PASSO CITATO |
....................
Don Armando Matteo su “The Daily Beast”

di Peter Popham, del 2 Maggio 2012

Dopo il settimanale The Tablet, ora anche The Daily Beast, il noto sito web di informazione statunitense, conferma l’interesse per l’ultimo libro di Don Armando Matteo La fuga delle quarantenni. Il difficile rapporto delle donne con la Chiesa
Ecco l’articolo uscito il 25 aprile 2012
Return of the Rottweiler: Pope Benedict Cracks Down on Women’s Rights

He may be 85, but Pope Benedict is hitting back at liberal Catholics and living up to his reputation as the “enforcer of the faith.” Peter Popham on how this doesn’t bode well for nuns.

He recently started walking with a cane, amid speculation that his health was failing, and during a mass last week to mark both his 85th birthday and his seventh anniversary on St. Peter’s Throne, he remarked, “I am on the last lap of my life.”

But in what some saw as an effort at rejuvenation, the persona that so alarmed liberal Catholics when Cardinal Joseph Ratzinger became Pope Benedict XVI—with a reputation forged during the quarter century as Pope John Paul II’s “enforcer of the faith” or “God’s Rottweiler”—has made a startling comeback. And he’s taking a bite out of a major organization of American Catholic women.

With the pope’s approval, Cardinal William Levada, the American who occupies the post that Ratzinger held for so many years, Prefect of the Congregation for the Doctrine of the Faith—a bland modern name for what used to be called the Inquisition, and the grave old men who staff it take the “correction” of the unorthodox as seriously as their Spanish predecessors did centuries ago—has launched a crackdown on the Leadership Conference of Women Religious (LCWR), the umbrella group that represents the overwhelming majority of American nuns.

For a period of up to five years, the biggest organization representing nuns in the U.S. is essentially on probation, with conservative bishops scrutinizing its words and deeds, eliminating those that offend Catholic doctrine, and chivvying these incorrigible liberals back onto the straight and narrow.

The LCWR is full of good works, the Vatican document announcing the crackdown makes clear. “The Holy See acknowledges with gratitude,” it begins, “the great contribution of women Religious to the Church in the United States as seen particularly in the many schools, hospitals and institutions of support for the poor which have been founded and staffed by the Religious over the years.” But the tone of purring approval is quickly replaced by the flashing of naked claws, as the Vatican takes a swipe at the organization’s attitude to gay marriage, abortion, and the ordination of women.
....................
(Voci estratte da una raccolta)
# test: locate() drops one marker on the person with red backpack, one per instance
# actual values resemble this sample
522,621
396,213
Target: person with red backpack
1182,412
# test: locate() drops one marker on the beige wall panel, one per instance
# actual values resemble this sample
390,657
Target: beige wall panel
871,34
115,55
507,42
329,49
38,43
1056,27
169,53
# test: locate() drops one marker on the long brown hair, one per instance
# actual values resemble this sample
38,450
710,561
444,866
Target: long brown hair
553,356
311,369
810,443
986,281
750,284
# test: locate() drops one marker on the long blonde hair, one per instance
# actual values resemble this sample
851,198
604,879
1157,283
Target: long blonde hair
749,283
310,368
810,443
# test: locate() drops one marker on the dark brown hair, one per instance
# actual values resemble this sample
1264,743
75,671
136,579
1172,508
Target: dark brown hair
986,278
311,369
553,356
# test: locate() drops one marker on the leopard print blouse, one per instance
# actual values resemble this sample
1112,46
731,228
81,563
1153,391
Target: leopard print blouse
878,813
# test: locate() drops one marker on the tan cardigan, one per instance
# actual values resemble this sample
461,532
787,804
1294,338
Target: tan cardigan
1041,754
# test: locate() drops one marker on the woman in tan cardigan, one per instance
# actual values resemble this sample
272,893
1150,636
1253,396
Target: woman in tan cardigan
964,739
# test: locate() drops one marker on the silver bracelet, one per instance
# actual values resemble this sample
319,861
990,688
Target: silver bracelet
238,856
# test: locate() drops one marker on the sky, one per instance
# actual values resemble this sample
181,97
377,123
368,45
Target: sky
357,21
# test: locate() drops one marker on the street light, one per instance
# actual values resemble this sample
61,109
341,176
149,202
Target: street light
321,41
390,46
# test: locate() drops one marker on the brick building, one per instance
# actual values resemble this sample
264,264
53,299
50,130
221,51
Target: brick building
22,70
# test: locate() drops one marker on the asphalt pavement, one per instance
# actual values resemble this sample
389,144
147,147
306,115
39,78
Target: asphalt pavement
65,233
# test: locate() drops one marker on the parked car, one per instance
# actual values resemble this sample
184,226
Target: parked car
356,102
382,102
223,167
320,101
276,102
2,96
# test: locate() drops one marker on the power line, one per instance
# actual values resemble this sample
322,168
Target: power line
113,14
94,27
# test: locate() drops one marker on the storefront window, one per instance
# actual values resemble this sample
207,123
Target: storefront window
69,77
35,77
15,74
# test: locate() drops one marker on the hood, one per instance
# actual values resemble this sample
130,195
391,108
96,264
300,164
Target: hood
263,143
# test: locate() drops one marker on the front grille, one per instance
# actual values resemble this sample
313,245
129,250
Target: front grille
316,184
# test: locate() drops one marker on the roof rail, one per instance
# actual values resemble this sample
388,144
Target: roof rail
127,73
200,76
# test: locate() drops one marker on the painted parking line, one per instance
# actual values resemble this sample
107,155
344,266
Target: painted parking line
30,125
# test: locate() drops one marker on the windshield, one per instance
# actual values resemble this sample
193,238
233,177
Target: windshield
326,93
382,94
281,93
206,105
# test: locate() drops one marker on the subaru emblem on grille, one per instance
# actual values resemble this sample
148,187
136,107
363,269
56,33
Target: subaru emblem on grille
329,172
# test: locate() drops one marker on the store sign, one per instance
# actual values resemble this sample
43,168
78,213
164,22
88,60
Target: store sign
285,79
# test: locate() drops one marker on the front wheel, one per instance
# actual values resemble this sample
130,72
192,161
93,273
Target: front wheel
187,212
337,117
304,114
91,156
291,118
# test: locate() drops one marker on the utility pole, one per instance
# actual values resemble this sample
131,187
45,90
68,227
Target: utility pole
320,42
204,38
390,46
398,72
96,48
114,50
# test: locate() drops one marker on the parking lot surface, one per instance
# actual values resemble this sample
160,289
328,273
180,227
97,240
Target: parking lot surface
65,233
....................
CONSEGNE DELL'ESERCIZIO |
(1) Secondo il passo citato, per quanto tempo al massimo la Leadership Conference of Women Religious resta di fatto in prova?
(2) Per favore, restituisci dal passo citato il tratto che comincia con le parole "For a period" e termina dopo le parole "straight and narrow.".

PROBLEMI RISOLTI |
(1) Fino a cinque anni.

(2)
For a period of up to five years, the biggest organization representing nuns in the U.S. is essentially on probation, with conservative bishops scrutinizing its words and deeds, eliminating those that offend Catholic doctrine, and chivvying these incorrigible liberals back onto the straight and narrow.